Convert every line of the items below into a JSON list of strings, one string per line, with blank lines omitted.

--- Supplied records ---

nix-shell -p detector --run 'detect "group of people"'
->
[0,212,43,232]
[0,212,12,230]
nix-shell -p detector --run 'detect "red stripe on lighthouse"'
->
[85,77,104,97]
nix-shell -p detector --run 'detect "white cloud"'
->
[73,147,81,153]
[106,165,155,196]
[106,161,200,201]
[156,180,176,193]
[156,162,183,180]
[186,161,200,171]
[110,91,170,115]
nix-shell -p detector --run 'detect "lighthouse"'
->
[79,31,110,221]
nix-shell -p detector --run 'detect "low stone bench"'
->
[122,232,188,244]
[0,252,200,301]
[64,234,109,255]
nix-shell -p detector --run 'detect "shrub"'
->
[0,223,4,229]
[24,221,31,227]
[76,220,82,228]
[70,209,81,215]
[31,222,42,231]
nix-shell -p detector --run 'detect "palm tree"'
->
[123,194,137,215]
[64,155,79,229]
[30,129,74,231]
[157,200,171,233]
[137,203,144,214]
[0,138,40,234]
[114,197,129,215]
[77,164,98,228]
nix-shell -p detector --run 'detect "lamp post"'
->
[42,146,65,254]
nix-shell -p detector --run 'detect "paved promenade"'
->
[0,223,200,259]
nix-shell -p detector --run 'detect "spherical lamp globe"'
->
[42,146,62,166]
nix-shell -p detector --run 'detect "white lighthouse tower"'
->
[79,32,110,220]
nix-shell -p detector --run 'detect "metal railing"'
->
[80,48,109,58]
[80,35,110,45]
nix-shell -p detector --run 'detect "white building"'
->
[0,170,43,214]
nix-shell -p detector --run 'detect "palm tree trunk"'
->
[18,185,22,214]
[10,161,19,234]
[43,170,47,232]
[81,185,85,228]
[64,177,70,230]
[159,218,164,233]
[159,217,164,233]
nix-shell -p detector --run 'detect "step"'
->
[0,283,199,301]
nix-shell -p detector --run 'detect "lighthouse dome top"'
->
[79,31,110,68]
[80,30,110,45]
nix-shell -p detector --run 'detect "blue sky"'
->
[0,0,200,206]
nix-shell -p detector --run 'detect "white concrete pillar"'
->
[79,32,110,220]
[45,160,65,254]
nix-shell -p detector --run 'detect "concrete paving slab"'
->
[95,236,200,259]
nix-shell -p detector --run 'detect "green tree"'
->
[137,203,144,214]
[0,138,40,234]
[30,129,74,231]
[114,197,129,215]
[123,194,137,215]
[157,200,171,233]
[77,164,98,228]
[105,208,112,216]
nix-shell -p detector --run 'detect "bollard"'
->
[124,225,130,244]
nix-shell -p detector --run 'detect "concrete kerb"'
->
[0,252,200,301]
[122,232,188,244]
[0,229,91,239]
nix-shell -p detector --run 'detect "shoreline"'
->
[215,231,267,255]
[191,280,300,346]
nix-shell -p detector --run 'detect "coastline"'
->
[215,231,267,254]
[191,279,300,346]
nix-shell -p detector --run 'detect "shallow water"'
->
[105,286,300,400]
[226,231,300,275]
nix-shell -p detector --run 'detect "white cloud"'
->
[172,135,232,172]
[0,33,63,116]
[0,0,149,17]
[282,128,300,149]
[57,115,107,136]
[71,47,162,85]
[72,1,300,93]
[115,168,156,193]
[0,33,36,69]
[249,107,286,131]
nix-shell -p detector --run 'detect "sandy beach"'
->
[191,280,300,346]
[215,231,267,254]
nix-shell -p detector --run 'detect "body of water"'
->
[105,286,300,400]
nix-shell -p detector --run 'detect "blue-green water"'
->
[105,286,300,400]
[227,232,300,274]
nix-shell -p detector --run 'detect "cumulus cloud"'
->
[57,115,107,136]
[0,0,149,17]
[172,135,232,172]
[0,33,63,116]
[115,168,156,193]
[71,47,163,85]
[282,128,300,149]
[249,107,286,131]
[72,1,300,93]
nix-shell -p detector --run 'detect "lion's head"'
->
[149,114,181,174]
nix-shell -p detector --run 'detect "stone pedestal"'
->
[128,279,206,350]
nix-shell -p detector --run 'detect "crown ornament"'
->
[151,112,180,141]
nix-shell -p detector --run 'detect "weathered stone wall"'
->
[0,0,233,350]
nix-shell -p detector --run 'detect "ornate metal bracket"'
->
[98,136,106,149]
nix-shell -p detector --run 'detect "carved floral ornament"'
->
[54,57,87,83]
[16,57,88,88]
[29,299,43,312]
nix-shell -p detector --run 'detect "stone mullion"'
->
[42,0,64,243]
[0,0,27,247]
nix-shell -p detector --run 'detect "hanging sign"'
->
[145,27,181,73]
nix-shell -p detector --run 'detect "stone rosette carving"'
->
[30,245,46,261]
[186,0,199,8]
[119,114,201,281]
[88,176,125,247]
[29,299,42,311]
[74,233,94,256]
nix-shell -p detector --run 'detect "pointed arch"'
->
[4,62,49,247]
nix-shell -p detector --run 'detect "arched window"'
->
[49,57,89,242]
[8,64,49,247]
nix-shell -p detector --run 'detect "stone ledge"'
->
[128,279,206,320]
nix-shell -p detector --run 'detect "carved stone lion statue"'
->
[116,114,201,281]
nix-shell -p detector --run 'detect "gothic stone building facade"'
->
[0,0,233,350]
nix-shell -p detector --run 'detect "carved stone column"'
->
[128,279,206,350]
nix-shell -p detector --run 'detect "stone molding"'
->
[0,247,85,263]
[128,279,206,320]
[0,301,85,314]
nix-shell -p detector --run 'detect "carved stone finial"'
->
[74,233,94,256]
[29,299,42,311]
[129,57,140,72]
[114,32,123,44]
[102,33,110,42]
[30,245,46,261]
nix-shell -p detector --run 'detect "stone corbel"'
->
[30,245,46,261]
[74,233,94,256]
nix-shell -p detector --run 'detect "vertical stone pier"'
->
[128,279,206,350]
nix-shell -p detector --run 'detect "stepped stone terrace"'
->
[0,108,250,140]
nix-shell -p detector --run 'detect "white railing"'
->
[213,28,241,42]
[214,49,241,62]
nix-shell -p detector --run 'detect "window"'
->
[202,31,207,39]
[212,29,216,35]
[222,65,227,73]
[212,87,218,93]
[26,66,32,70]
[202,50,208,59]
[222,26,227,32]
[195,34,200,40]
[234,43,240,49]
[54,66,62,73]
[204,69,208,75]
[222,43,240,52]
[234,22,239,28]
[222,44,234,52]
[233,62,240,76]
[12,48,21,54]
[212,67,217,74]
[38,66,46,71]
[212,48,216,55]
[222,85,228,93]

---

_Answer in full_:
[
  "nix-shell -p detector --run 'detect \"group of people\"'",
  "->",
  "[0,212,43,232]",
  "[0,212,12,230]",
  "nix-shell -p detector --run 'detect \"red stripe on lighthouse\"'",
  "->",
  "[85,77,104,97]",
  "nix-shell -p detector --run 'detect \"white cloud\"'",
  "->",
  "[73,147,81,153]",
  "[106,165,155,196]",
  "[106,161,200,201]",
  "[156,180,176,193]",
  "[156,162,183,180]",
  "[186,161,200,171]",
  "[110,91,170,115]",
  "nix-shell -p detector --run 'detect \"lighthouse\"'",
  "->",
  "[79,31,110,221]",
  "nix-shell -p detector --run 'detect \"low stone bench\"'",
  "->",
  "[122,232,188,244]",
  "[0,252,200,301]",
  "[64,234,109,255]",
  "nix-shell -p detector --run 'detect \"shrub\"'",
  "->",
  "[0,223,4,229]",
  "[24,221,31,227]",
  "[76,220,82,228]",
  "[70,209,81,215]",
  "[31,222,42,231]",
  "nix-shell -p detector --run 'detect \"palm tree\"'",
  "->",
  "[123,194,137,215]",
  "[64,155,79,229]",
  "[30,129,74,231]",
  "[157,200,171,233]",
  "[137,203,144,214]",
  "[0,138,40,234]",
  "[114,197,129,215]",
  "[77,164,98,228]",
  "nix-shell -p detector --run 'detect \"lamp post\"'",
  "->",
  "[42,146,65,254]",
  "nix-shell -p detector --run 'detect \"paved promenade\"'",
  "->",
  "[0,223,200,259]",
  "nix-shell -p detector --run 'detect \"spherical lamp globe\"'",
  "->",
  "[42,146,62,166]",
  "nix-shell -p detector --run 'detect \"white lighthouse tower\"'",
  "->",
  "[79,32,110,220]",
  "nix-shell -p detector --run 'detect \"metal railing\"'",
  "->",
  "[80,48,109,58]",
  "[80,35,110,45]",
  "nix-shell -p detector --run 'detect \"white building\"'",
  "->",
  "[0,170,43,214]",
  "nix-shell -p detector --run 'detect \"palm tree trunk\"'",
  "->",
  "[18,185,22,214]",
  "[10,161,19,234]",
  "[43,170,47,232]",
  "[81,185,85,228]",
  "[64,177,70,230]",
  "[159,218,164,233]",
  "[159,217,164,233]",
  "nix-shell -p detector --run 'detect \"step\"'",
  "->",
  "[0,283,199,301]",
  "nix-shell -p detector --run 'detect \"lighthouse dome top\"'",
  "->",
  "[79,31,110,68]",
  "[80,30,110,45]",
  "nix-shell -p detector --run 'detect \"blue sky\"'",
  "->",
  "[0,0,200,206]",
  "nix-shell -p detector --run 'detect \"white concrete pillar\"'",
  "->",
  "[79,32,110,220]",
  "[45,160,65,254]",
  "nix-shell -p detector --run 'detect \"concrete paving slab\"'",
  "->",
  "[95,236,200,259]",
  "nix-shell -p detector --run 'detect \"green tree\"'",
  "->",
  "[137,203,144,214]",
  "[0,138,40,234]",
  "[30,129,74,231]",
  "[114,197,129,215]",
  "[123,194,137,215]",
  "[157,200,171,233]",
  "[77,164,98,228]",
  "[105,208,112,216]",
  "nix-shell -p detector --run 'detect \"bollard\"'",
  "->",
  "[124,225,130,244]",
  "nix-shell -p detector --run 'detect \"concrete kerb\"'",
  "->",
  "[0,252,200,301]",
  "[122,232,188,244]",
  "[0,229,91,239]",
  "nix-shell -p detector --run 'detect \"shoreline\"'",
  "->",
  "[215,231,267,255]",
  "[191,280,300,346]",
  "nix-shell -p detector --run 'detect \"coastline\"'",
  "->",
  "[215,231,267,254]",
  "[191,279,300,346]",
  "nix-shell -p detector --run 'detect \"shallow water\"'",
  "->",
  "[105,286,300,400]",
  "[226,231,300,275]",
  "nix-shell -p detector --run 'detect \"white cloud\"'",
  "->",
  "[172,135,232,172]",
  "[0,33,63,116]",
  "[0,0,149,17]",
  "[282,128,300,149]",
  "[57,115,107,136]",
  "[71,47,162,85]",
  "[72,1,300,93]",
  "[115,168,156,193]",
  "[0,33,36,69]",
  "[249,107,286,131]",
  "nix-shell -p detector --run 'detect \"sandy beach\"'",
  "->",
  "[191,280,300,346]",
  "[215,231,267,254]",
  "nix-shell -p detector --run 'detect \"body of water\"'",
  "->",
  "[105,286,300,400]",
  "nix-shell -p detector --run 'detect \"blue-green water\"'",
  "->",
  "[105,286,300,400]",
  "[227,232,300,274]",
  "nix-shell -p detector --run 'detect \"cumulus cloud\"'",
  "->",
  "[57,115,107,136]",
  "[0,0,149,17]",
  "[172,135,232,172]",
  "[0,33,63,116]",
  "[115,168,156,193]",
  "[71,47,163,85]",
  "[282,128,300,149]",
  "[249,107,286,131]",
  "[72,1,300,93]",
  "nix-shell -p detector --run 'detect \"lion's head\"'",
  "->",
  "[149,114,181,174]",
  "nix-shell -p detector --run 'detect \"stone pedestal\"'",
  "->",
  "[128,279,206,350]",
  "nix-shell -p detector --run 'detect \"crown ornament\"'",
  "->",
  "[151,112,180,141]",
  "nix-shell -p detector --run 'detect \"weathered stone wall\"'",
  "->",
  "[0,0,233,350]",
  "nix-shell -p detector --run 'detect \"ornate metal bracket\"'",
  "->",
  "[98,136,106,149]",
  "nix-shell -p detector --run 'detect \"carved floral ornament\"'",
  "->",
  "[54,57,87,83]",
  "[16,57,88,88]",
  "[29,299,43,312]",
  "nix-shell -p detector --run 'detect \"stone mullion\"'",
  "->",
  "[42,0,64,243]",
  "[0,0,27,247]",
  "nix-shell -p detector --run 'detect \"hanging sign\"'",
  "->",
  "[145,27,181,73]",
  "nix-shell -p detector --run 'detect \"stone rosette carving\"'",
  "->",
  "[30,245,46,261]",
  "[186,0,199,8]",
  "[119,114,201,281]",
  "[88,176,125,247]",
  "[29,299,42,311]",
  "[74,233,94,256]",
  "nix-shell -p detector --run 'detect \"pointed arch\"'",
  "->",
  "[4,62,49,247]",
  "nix-shell -p detector --run 'detect \"arched window\"'",
  "->",
  "[49,57,89,242]",
  "[8,64,49,247]",
  "nix-shell -p detector --run 'detect \"stone ledge\"'",
  "->",
  "[128,279,206,320]",
  "nix-shell -p detector --run 'detect \"carved stone lion statue\"'",
  "->",
  "[116,114,201,281]",
  "nix-shell -p detector --run 'detect \"gothic stone building facade\"'",
  "->",
  "[0,0,233,350]",
  "nix-shell -p detector --run 'detect \"carved stone column\"'",
  "->",
  "[128,279,206,350]",
  "nix-shell -p detector --run 'detect \"stone molding\"'",
  "->",
  "[0,247,85,263]",
  "[128,279,206,320]",
  "[0,301,85,314]",
  "nix-shell -p detector --run 'detect \"carved stone finial\"'",
  "->",
  "[74,233,94,256]",
  "[29,299,42,311]",
  "[129,57,140,72]",
  "[114,32,123,44]",
  "[102,33,110,42]",
  "[30,245,46,261]",
  "nix-shell -p detector --run 'detect \"stone corbel\"'",
  "->",
  "[30,245,46,261]",
  "[74,233,94,256]",
  "nix-shell -p detector --run 'detect \"vertical stone pier\"'",
  "->",
  "[128,279,206,350]",
  "nix-shell -p detector --run 'detect \"stepped stone terrace\"'",
  "->",
  "[0,108,250,140]",
  "nix-shell -p detector --run 'detect \"white railing\"'",
  "->",
  "[213,28,241,42]",
  "[214,49,241,62]",
  "nix-shell -p detector --run 'detect \"window\"'",
  "->",
  "[202,31,207,39]",
  "[212,29,216,35]",
  "[222,65,227,73]",
  "[212,87,218,93]",
  "[26,66,32,70]",
  "[202,50,208,59]",
  "[222,26,227,32]",
  "[195,34,200,40]",
  "[234,43,240,49]",
  "[54,66,62,73]",
  "[204,69,208,75]",
  "[222,43,240,52]",
  "[234,22,239,28]",
  "[222,44,234,52]",
  "[233,62,240,76]",
  "[12,48,21,54]",
  "[212,67,217,74]",
  "[38,66,46,71]",
  "[212,48,216,55]",
  "[222,85,228,93]"
]